▶ [EXERCISE GOAL]:
Copy verbatim the part of the rows that opens at their very first line and closes with the line containing "In every instance, a", including both ends.

-- Start of DATA LISTING --

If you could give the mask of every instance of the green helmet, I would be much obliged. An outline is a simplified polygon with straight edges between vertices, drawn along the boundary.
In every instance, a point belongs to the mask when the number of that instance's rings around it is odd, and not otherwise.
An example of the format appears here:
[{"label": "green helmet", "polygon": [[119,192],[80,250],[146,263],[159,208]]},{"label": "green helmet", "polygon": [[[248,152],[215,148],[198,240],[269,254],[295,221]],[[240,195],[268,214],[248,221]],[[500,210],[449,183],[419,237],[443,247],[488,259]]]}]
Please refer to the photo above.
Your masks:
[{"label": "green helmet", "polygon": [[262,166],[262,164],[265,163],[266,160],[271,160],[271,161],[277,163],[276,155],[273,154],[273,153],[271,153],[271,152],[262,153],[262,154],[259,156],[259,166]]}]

-- End of DATA LISTING --

▶ [TASK RESULT]:
If you could give the mask of every instance of the green helmet, I would be much obliged. An outline is a simplified polygon with straight edges between vertices, drawn along the boundary.
In every instance, a point belongs to the mask when the number of that instance's rings around it is odd, and not otherwise.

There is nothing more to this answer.